The final test was to try it on the air. The KX3 was able to tune it on all bands without incident, and the first QSO was on 40 Meters with VY2BM on Prince Edward Island. A few hours later, I nabbed Tom KV2X in NY, who was one of the 80 Meters Foxes.
Currently, the W3EDP is anchored near a peak on the side of our house - at about the 20' level. From there it heads on out to our maple in the back yard, where I have an insulator hanging at the 30' level. The wire goes through the insulator and makes about a 30 degree bend towards the mast at the other corner of the back yard. It is tied off at the 25' level.
In a few weeks, when it's a bit drier and before the leaves begin to show, I hope to get that insulator up another 10 feet or so. My W3EDP will end up in an Inverted Vee type fashion going from 20' to 40' (hopefully) to 25'. Not your standard configuration, but we do what we can to make big antennas fit in very small suburban lots.

--- Prompt 1 ---
List every distinct measurement in feet given in the antenna text, in the order each first appears.
--- Prompt 2 ---
Render this sentence from the antenna text into Spanish: "The KX3 was able to tune it on all bands without incident, and the first QSO was on 40 Meters with VY2BM on Prince Edward Island."
--- Prompt 3 ---
Extend the W3EDP antenna text with one more paragraph that picks up after its last sentence.
The records below have no connection to the antenna text.

--- Extracted information ---
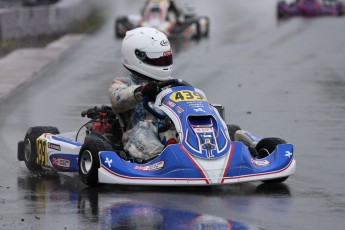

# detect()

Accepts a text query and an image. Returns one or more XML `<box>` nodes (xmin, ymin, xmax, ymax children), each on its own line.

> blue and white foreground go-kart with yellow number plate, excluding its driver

<box><xmin>18</xmin><ymin>79</ymin><xmax>296</xmax><ymax>186</ymax></box>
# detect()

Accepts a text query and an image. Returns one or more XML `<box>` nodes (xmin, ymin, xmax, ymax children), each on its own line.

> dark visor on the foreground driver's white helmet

<box><xmin>135</xmin><ymin>50</ymin><xmax>173</xmax><ymax>66</ymax></box>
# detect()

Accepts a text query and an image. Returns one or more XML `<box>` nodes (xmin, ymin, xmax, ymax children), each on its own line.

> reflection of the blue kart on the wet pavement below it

<box><xmin>17</xmin><ymin>175</ymin><xmax>290</xmax><ymax>230</ymax></box>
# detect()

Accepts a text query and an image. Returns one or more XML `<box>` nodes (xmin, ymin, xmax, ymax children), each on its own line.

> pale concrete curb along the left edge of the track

<box><xmin>0</xmin><ymin>34</ymin><xmax>85</xmax><ymax>103</ymax></box>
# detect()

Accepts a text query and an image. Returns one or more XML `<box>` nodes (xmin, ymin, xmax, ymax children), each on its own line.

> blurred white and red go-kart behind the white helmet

<box><xmin>114</xmin><ymin>0</ymin><xmax>210</xmax><ymax>39</ymax></box>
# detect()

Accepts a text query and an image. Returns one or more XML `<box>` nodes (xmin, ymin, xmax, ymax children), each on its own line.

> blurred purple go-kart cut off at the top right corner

<box><xmin>277</xmin><ymin>0</ymin><xmax>344</xmax><ymax>19</ymax></box>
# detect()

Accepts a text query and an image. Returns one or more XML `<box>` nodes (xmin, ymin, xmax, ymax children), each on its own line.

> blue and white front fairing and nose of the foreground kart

<box><xmin>99</xmin><ymin>86</ymin><xmax>296</xmax><ymax>186</ymax></box>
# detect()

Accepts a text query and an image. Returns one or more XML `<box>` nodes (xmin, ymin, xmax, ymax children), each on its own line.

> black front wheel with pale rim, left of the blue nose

<box><xmin>78</xmin><ymin>137</ymin><xmax>113</xmax><ymax>186</ymax></box>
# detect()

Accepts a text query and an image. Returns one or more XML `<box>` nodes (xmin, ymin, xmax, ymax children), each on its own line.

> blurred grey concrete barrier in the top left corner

<box><xmin>0</xmin><ymin>0</ymin><xmax>97</xmax><ymax>40</ymax></box>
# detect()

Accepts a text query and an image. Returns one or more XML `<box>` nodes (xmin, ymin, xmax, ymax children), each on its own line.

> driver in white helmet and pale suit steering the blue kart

<box><xmin>108</xmin><ymin>27</ymin><xmax>173</xmax><ymax>162</ymax></box>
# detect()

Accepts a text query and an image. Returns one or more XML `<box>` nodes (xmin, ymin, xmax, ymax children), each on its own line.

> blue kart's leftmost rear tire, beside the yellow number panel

<box><xmin>24</xmin><ymin>126</ymin><xmax>60</xmax><ymax>173</ymax></box>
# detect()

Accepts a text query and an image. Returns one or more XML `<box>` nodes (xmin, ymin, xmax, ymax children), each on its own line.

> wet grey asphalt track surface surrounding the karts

<box><xmin>0</xmin><ymin>0</ymin><xmax>345</xmax><ymax>229</ymax></box>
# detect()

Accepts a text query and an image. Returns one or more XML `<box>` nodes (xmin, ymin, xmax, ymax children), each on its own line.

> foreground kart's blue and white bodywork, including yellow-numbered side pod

<box><xmin>18</xmin><ymin>80</ymin><xmax>296</xmax><ymax>186</ymax></box>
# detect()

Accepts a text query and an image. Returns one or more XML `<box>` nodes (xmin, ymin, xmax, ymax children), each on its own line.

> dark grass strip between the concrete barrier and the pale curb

<box><xmin>0</xmin><ymin>10</ymin><xmax>104</xmax><ymax>57</ymax></box>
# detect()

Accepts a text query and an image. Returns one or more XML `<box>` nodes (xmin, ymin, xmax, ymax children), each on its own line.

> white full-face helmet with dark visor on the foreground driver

<box><xmin>121</xmin><ymin>27</ymin><xmax>173</xmax><ymax>81</ymax></box>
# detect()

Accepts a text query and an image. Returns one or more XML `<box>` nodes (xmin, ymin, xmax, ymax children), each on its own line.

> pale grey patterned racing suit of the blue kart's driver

<box><xmin>108</xmin><ymin>74</ymin><xmax>164</xmax><ymax>159</ymax></box>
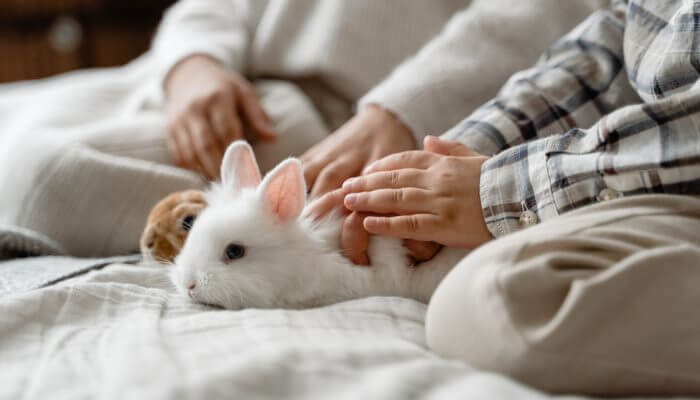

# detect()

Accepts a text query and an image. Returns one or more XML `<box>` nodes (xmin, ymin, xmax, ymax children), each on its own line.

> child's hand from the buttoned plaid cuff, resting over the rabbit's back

<box><xmin>343</xmin><ymin>138</ymin><xmax>492</xmax><ymax>248</ymax></box>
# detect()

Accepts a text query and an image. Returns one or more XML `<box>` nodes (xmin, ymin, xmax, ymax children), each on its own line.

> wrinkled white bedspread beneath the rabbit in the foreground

<box><xmin>0</xmin><ymin>265</ymin><xmax>688</xmax><ymax>400</ymax></box>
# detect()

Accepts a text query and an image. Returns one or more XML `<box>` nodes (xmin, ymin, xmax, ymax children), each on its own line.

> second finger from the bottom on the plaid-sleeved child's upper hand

<box><xmin>343</xmin><ymin>188</ymin><xmax>434</xmax><ymax>214</ymax></box>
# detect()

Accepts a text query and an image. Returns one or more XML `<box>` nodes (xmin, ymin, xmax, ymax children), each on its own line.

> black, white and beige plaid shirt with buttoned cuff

<box><xmin>443</xmin><ymin>0</ymin><xmax>700</xmax><ymax>236</ymax></box>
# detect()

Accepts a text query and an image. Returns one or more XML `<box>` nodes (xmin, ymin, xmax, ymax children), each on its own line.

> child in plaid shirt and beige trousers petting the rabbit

<box><xmin>314</xmin><ymin>0</ymin><xmax>700</xmax><ymax>395</ymax></box>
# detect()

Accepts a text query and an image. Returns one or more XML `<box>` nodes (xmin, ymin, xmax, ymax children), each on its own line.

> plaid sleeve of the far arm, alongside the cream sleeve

<box><xmin>444</xmin><ymin>10</ymin><xmax>638</xmax><ymax>154</ymax></box>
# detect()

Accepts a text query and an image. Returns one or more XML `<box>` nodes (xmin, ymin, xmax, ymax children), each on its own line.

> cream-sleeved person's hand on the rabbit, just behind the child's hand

<box><xmin>301</xmin><ymin>105</ymin><xmax>416</xmax><ymax>197</ymax></box>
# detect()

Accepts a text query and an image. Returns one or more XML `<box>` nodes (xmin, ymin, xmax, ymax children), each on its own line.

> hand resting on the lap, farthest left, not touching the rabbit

<box><xmin>165</xmin><ymin>55</ymin><xmax>277</xmax><ymax>179</ymax></box>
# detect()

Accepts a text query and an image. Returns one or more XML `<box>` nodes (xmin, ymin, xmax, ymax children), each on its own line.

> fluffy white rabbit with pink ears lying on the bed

<box><xmin>172</xmin><ymin>141</ymin><xmax>467</xmax><ymax>309</ymax></box>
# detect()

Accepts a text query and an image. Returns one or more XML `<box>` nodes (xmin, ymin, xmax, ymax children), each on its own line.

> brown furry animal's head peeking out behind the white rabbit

<box><xmin>140</xmin><ymin>190</ymin><xmax>207</xmax><ymax>264</ymax></box>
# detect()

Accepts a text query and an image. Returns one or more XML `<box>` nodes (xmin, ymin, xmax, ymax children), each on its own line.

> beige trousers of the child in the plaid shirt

<box><xmin>426</xmin><ymin>195</ymin><xmax>700</xmax><ymax>395</ymax></box>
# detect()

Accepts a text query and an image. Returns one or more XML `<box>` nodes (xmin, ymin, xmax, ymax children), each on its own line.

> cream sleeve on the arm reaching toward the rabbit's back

<box><xmin>360</xmin><ymin>0</ymin><xmax>599</xmax><ymax>143</ymax></box>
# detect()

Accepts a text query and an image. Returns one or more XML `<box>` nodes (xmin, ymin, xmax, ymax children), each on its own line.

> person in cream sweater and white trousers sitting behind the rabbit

<box><xmin>0</xmin><ymin>0</ymin><xmax>599</xmax><ymax>256</ymax></box>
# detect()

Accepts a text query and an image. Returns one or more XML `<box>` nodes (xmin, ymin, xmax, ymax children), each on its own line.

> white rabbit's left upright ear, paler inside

<box><xmin>221</xmin><ymin>140</ymin><xmax>260</xmax><ymax>191</ymax></box>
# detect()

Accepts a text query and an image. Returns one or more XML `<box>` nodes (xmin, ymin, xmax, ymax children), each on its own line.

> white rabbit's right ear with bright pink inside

<box><xmin>258</xmin><ymin>158</ymin><xmax>306</xmax><ymax>223</ymax></box>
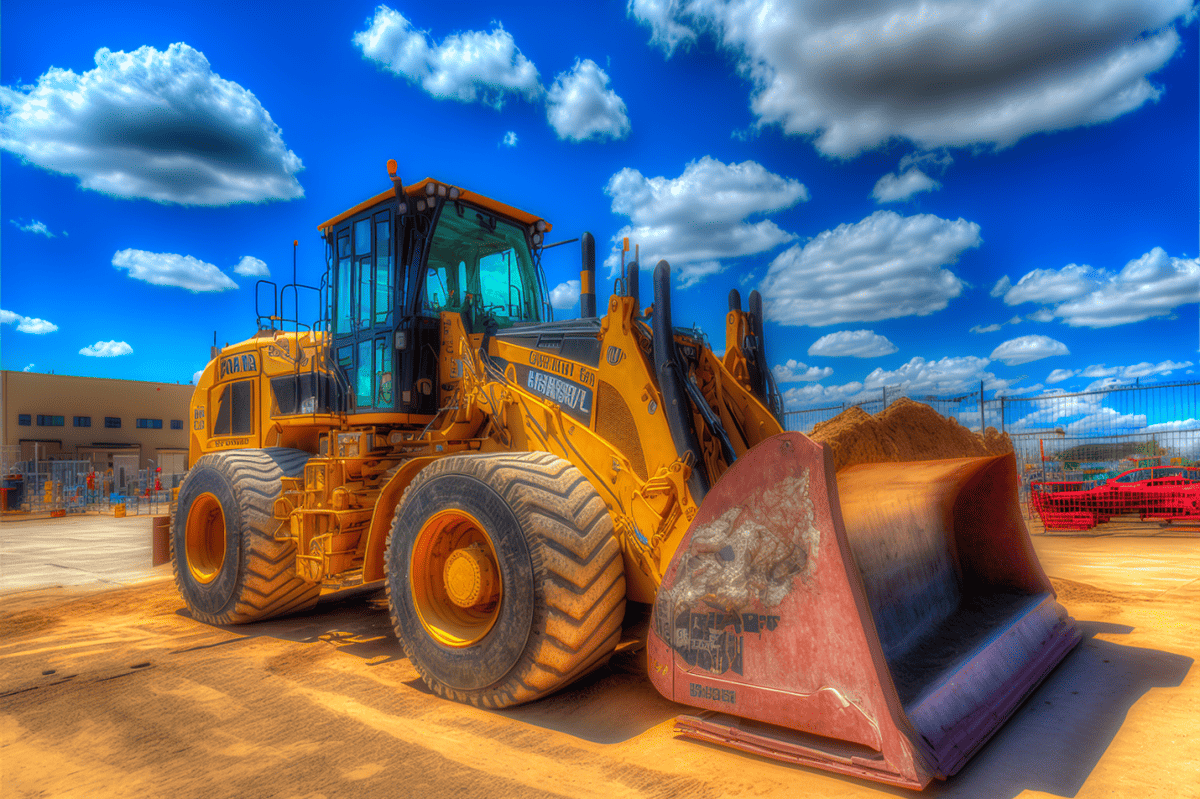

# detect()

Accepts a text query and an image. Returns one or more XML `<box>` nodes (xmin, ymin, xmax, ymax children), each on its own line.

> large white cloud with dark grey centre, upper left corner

<box><xmin>0</xmin><ymin>42</ymin><xmax>304</xmax><ymax>205</ymax></box>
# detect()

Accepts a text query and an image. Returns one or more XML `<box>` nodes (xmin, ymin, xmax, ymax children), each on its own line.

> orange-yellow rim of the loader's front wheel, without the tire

<box><xmin>409</xmin><ymin>510</ymin><xmax>503</xmax><ymax>648</ymax></box>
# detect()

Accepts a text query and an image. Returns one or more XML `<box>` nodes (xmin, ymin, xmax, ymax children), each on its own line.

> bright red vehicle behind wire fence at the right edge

<box><xmin>1030</xmin><ymin>467</ymin><xmax>1200</xmax><ymax>530</ymax></box>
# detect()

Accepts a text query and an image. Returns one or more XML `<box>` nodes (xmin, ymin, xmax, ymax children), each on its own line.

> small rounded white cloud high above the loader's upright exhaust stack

<box><xmin>546</xmin><ymin>59</ymin><xmax>629</xmax><ymax>142</ymax></box>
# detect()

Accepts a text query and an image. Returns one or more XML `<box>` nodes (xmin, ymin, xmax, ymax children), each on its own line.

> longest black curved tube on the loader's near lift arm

<box><xmin>653</xmin><ymin>260</ymin><xmax>708</xmax><ymax>505</ymax></box>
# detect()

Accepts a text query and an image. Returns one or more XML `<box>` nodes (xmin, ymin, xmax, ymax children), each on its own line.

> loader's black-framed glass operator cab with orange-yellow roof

<box><xmin>320</xmin><ymin>178</ymin><xmax>552</xmax><ymax>423</ymax></box>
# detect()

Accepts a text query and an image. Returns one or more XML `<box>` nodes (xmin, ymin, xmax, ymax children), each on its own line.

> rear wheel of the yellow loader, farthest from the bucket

<box><xmin>170</xmin><ymin>447</ymin><xmax>320</xmax><ymax>624</ymax></box>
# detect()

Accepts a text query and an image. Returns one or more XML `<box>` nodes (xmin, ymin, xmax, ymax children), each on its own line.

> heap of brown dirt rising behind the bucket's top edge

<box><xmin>809</xmin><ymin>398</ymin><xmax>1013</xmax><ymax>471</ymax></box>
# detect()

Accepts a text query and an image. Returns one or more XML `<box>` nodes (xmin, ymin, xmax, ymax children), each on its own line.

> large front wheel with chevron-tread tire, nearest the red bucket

<box><xmin>386</xmin><ymin>452</ymin><xmax>625</xmax><ymax>708</ymax></box>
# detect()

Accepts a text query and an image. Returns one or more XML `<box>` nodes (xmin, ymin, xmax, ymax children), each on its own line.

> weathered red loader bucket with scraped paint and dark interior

<box><xmin>648</xmin><ymin>433</ymin><xmax>1080</xmax><ymax>789</ymax></box>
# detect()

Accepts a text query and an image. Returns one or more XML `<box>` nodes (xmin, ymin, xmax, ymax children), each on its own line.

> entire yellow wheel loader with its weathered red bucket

<box><xmin>170</xmin><ymin>162</ymin><xmax>1079</xmax><ymax>788</ymax></box>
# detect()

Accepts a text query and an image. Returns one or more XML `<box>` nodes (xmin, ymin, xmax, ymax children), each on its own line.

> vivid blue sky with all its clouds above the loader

<box><xmin>0</xmin><ymin>0</ymin><xmax>1200</xmax><ymax>407</ymax></box>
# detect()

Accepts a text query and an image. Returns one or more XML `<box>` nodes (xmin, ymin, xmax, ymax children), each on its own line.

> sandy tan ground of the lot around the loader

<box><xmin>0</xmin><ymin>516</ymin><xmax>1200</xmax><ymax>799</ymax></box>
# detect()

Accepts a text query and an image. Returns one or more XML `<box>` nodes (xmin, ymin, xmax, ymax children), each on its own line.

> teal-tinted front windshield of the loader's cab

<box><xmin>420</xmin><ymin>203</ymin><xmax>542</xmax><ymax>328</ymax></box>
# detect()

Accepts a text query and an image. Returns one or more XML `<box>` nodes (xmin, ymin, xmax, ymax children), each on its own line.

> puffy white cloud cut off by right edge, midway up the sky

<box><xmin>1004</xmin><ymin>247</ymin><xmax>1200</xmax><ymax>328</ymax></box>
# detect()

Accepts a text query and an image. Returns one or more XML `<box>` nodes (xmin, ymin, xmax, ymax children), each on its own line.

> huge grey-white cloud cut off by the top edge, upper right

<box><xmin>628</xmin><ymin>0</ymin><xmax>1193</xmax><ymax>157</ymax></box>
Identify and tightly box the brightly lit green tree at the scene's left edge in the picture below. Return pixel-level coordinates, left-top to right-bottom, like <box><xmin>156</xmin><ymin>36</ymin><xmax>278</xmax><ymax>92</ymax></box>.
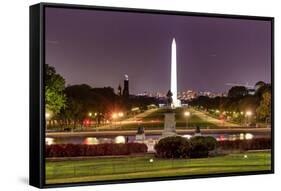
<box><xmin>45</xmin><ymin>64</ymin><xmax>66</xmax><ymax>115</ymax></box>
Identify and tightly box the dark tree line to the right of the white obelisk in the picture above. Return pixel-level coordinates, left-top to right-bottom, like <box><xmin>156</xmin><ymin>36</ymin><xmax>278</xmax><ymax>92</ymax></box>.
<box><xmin>189</xmin><ymin>82</ymin><xmax>271</xmax><ymax>122</ymax></box>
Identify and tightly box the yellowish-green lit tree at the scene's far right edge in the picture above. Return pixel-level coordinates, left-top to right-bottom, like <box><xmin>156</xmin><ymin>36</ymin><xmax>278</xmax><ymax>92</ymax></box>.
<box><xmin>256</xmin><ymin>91</ymin><xmax>271</xmax><ymax>120</ymax></box>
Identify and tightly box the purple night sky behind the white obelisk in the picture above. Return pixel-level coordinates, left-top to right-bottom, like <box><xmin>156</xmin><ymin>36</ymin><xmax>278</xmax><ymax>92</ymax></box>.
<box><xmin>46</xmin><ymin>8</ymin><xmax>271</xmax><ymax>94</ymax></box>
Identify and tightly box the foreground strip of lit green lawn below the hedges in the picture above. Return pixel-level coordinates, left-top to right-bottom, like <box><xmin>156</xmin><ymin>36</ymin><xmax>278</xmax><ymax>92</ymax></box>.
<box><xmin>46</xmin><ymin>152</ymin><xmax>271</xmax><ymax>184</ymax></box>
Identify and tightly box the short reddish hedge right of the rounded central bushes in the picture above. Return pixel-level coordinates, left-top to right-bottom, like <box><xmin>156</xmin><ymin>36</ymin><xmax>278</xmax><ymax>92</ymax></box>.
<box><xmin>215</xmin><ymin>138</ymin><xmax>271</xmax><ymax>151</ymax></box>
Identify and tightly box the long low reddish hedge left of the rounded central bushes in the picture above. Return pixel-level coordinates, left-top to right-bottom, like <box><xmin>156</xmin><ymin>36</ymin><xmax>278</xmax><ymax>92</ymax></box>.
<box><xmin>46</xmin><ymin>143</ymin><xmax>147</xmax><ymax>157</ymax></box>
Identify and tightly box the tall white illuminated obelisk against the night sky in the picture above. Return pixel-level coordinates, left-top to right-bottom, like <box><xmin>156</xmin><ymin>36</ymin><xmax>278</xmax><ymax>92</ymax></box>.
<box><xmin>171</xmin><ymin>38</ymin><xmax>181</xmax><ymax>107</ymax></box>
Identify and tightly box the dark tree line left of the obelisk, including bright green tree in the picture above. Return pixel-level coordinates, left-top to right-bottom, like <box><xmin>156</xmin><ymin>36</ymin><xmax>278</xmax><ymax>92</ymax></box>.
<box><xmin>45</xmin><ymin>65</ymin><xmax>157</xmax><ymax>128</ymax></box>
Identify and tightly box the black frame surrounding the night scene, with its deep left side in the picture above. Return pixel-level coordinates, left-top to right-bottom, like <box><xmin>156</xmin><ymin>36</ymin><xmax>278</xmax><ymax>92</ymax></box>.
<box><xmin>29</xmin><ymin>3</ymin><xmax>274</xmax><ymax>188</ymax></box>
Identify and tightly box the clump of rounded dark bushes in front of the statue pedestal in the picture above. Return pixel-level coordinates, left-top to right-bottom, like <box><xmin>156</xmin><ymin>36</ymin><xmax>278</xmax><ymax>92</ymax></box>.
<box><xmin>154</xmin><ymin>136</ymin><xmax>217</xmax><ymax>158</ymax></box>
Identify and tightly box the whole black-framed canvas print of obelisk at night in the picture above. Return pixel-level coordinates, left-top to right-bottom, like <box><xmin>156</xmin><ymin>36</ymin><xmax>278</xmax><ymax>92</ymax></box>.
<box><xmin>30</xmin><ymin>3</ymin><xmax>274</xmax><ymax>188</ymax></box>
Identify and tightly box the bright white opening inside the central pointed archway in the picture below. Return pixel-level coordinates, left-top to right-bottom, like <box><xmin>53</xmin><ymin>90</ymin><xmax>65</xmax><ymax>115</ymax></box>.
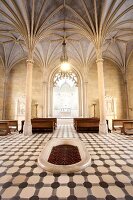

--- Answer box 1 ---
20 feet, 30 feet, 25 feet, 10 feet, 40 feet

--- Answer box 2 ---
El KX3 pudo sintonizarla en todas las bandas sin incidentes, y el primer QSO fue en 40 metros con VY2BM en la Isla del Príncipe Eduardo.

--- Answer box 3 ---
It would be nice to be somewhere with lots of spacious property so that I can have a real antenna farm instead of an antenna flower box. Wishes are cheap though, and if I had a nickle for every time I've made a wish, I'd be a millionaire by now. The better thing to do is just be satisfied with what I have, which is a lot more than a lot of folks.
72 de Larry W2LJ
QRP - When you care to send the very least!